**Fragmento:**

Una Reina extraordinaria

Las dos grandes hojas de una enorme puerta se abrieron como por arte de magia merced a dos criados del Palacio de Buckingham. Entré en una gran estancia flanqueado a mi derecha por el mariscal del Cuerpo Diplomático, el embajador Figgis, y a mi izquierda por un edecán circunstancial puesto a mi disposición por la Reina británica. Los tres enfundados en vistosos uniformes de gala.

Nada más entrar pude divisar al fondo a Isabel II vestida con un elegante traje verde. Junto a mis dos acompañantes me paré inmediatamente y los tres inclinamos nuestras cabezas como era requerido por el protocolo de palacio. En ese momento, el mariscal, con una voz potente, me anunció: «His Excellency, the ambassador of the Kingdom of Spain». Acto seguido, él y el edecán dieron media vuelta y me dejaron solo.

Avancé varios metros y, tras pararme, hice mi segunda inclinación de cabeza. La Reina me miraba sonriente desde aún algo de distancia. Avancé hacia ella y, de nuevo, como me habían explicado, incliné por tercera vez mi cabeza, tras lo cual saludé a la Soberana y le entregué mis cartas credenciales firmadas por Juan Carlos I.

La Reina dio el sobre que las contenía a la única persona que le acompañaba, el subsecretario permanente del Foreign Office al que yo había saludado en su despacho unos días antes. «Yo acompañaré a la Reina porque cuando se entrevista con un representante de una potencia extranjera no debe estar sola». Lecciones del pasado en las que algún Rey traicionó a su pueblo con ayuda foránea. Ahora sólo una curiosidad más en el ceremonial muy elaborado de la presentación de las cartas credenciales. Figgis velaba sobre el cumplimiento del protocolo establecido y ya me había dicho unos días antes: «Trabajo solo para la Reina, no para el Gobierno».

Acto seguido, Isabel II me dio la bienvenida y mantuvimos una pequeña charla en la que le transmití un saludo de Juan Carlos I, al que yo había visitado antes de marcharme a Londres. La Reina me deseó una agradable y fructífera estancia en su país. «Creo que ha venido usted acompañado», dijo la Reina y, tras asentir yo, el subsecretario se precipitó sobre un largo cordón que colgaba del techo junto a un gran ventanal y tiró de ese timbre decimonónico. «Llamar al timbre es lo único que hago», me había avisado el subsecretario con cierto humor después de ilustrarme sobre su rol de testigo y vigilante de la Reina.

**Registros proporcionados:**
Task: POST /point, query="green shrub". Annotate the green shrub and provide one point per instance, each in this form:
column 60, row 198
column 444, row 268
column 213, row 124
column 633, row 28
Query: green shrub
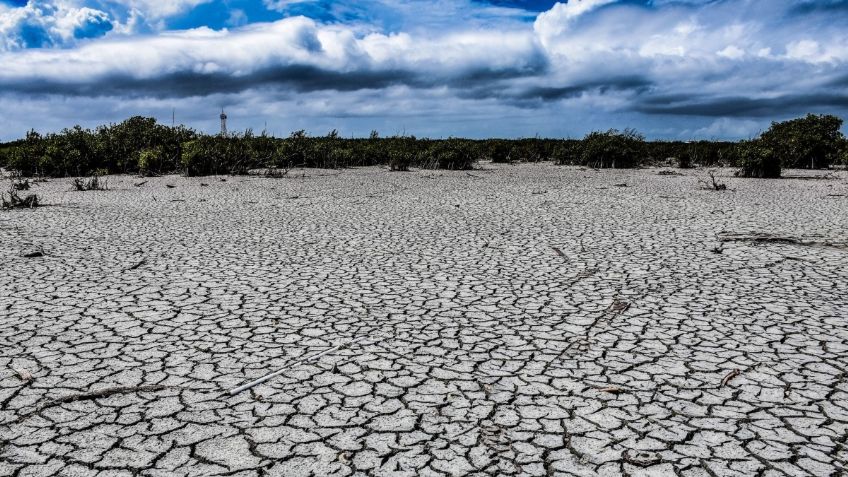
column 612, row 149
column 452, row 153
column 811, row 142
column 756, row 159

**Preguntas planteadas:**
1 > Enumere todas las personas a las que el relato sobre la entrega de cartas credenciales designa por su nombre propio.
2 > Según el relato sobre la entrega de cartas credenciales, ¿de qué color era el traje que vestía Isabel II?
3 > Extraiga del relato sobre la entrega de cartas credenciales el pasaje que va desde «Nada más entrar» hasta «me dejaron solo.», ambos incluidos.
Los registros proceden de una fuente distinta a la del fragmento.

**Resultados por orden:**
1 > Isabel II, Figgis, Juan Carlos I

2 > Verde.

3 >
Nada más entrar pude divisar al fondo a Isabel II vestida con un elegante traje verde. Junto a mis dos acompañantes me paré inmediatamente y los tres inclinamos nuestras cabezas como era requerido por el protocolo de palacio. En ese momento, el mariscal, con una voz potente, me anunció: «His Excellency, the ambassador of the Kingdom of Spain». Acto seguido, él y el edecán dieron media vuelta y me dejaron solo.